#### Your task:
Find every line in the records below that holds the word "railing" and copy it.

#### The records:
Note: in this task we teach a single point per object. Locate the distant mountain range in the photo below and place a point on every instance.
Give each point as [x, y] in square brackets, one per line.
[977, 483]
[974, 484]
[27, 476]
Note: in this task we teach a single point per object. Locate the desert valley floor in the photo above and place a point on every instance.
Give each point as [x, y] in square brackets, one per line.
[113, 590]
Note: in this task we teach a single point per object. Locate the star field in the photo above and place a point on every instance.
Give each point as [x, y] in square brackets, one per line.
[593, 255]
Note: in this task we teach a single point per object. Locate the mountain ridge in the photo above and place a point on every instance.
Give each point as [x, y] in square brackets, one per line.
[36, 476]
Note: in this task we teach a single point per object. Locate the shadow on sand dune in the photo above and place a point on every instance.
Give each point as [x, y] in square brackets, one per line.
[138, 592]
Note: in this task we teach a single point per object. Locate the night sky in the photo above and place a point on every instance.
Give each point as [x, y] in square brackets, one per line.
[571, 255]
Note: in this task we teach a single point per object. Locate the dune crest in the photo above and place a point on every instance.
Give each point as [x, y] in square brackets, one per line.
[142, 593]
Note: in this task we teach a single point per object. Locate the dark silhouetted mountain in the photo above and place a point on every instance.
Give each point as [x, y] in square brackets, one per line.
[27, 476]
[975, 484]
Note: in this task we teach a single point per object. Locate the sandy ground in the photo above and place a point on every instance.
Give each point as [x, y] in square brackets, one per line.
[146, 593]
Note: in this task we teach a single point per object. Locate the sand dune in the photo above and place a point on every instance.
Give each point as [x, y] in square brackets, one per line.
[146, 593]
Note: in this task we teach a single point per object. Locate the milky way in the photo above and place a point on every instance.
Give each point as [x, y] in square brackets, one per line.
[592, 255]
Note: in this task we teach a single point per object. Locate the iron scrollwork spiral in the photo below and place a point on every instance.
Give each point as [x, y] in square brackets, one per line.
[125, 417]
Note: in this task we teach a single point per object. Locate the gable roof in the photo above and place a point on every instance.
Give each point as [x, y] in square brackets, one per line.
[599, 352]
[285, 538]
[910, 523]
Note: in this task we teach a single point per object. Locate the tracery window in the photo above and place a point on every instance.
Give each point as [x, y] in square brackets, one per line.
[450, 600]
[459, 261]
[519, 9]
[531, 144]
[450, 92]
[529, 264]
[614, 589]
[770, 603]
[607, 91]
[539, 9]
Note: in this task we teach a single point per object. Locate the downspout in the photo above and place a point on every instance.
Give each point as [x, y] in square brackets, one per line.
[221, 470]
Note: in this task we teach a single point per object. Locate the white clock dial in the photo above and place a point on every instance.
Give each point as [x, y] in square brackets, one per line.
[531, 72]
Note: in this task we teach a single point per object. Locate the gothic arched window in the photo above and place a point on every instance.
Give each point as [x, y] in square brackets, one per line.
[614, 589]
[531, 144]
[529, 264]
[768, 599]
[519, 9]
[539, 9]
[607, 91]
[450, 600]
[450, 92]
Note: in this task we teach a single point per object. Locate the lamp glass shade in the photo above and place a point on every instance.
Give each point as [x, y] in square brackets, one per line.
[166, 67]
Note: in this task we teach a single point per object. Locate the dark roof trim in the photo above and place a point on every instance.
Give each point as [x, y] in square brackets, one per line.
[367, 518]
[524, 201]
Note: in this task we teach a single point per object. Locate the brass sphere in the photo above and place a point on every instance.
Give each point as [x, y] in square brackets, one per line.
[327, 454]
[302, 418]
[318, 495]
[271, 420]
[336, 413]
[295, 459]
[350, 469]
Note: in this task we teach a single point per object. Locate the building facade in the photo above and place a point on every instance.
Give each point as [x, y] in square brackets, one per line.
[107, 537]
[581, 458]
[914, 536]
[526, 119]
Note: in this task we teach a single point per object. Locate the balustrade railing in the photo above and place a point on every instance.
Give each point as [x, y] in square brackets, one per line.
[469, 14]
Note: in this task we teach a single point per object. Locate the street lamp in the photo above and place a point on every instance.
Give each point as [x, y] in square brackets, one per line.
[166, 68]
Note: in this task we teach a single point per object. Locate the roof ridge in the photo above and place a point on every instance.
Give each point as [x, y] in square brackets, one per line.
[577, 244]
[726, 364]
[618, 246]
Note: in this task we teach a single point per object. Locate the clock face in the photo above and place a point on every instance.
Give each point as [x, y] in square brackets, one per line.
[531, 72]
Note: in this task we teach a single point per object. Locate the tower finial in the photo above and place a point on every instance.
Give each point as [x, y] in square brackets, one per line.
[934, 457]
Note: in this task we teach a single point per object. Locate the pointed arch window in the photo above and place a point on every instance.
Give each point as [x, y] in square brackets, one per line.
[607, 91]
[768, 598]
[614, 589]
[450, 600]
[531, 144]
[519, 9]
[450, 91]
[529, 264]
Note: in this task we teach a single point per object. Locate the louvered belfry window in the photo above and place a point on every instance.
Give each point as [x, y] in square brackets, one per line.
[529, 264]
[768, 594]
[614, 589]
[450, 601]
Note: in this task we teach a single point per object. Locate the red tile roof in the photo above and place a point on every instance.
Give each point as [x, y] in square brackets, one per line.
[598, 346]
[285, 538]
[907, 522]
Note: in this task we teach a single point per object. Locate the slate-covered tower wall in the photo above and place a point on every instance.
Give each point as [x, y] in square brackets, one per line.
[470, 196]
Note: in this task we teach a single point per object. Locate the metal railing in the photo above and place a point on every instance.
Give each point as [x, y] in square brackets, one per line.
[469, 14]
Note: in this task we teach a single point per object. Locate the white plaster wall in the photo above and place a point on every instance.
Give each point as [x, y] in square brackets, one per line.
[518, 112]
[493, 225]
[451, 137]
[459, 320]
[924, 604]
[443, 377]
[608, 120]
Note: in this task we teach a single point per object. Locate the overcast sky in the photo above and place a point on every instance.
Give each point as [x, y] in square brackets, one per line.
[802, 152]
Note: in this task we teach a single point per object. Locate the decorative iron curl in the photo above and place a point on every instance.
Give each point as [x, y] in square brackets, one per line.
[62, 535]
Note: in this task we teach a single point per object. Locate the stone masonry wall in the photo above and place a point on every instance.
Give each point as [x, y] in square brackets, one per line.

#### Problem solution:
Note: in this task we teach a single point per object. Locate the balustrade railing in the photo above and place a point on every instance.
Note: in this task we teach a single point per object. Locate the metal railing in the photo above and place a point on every instance.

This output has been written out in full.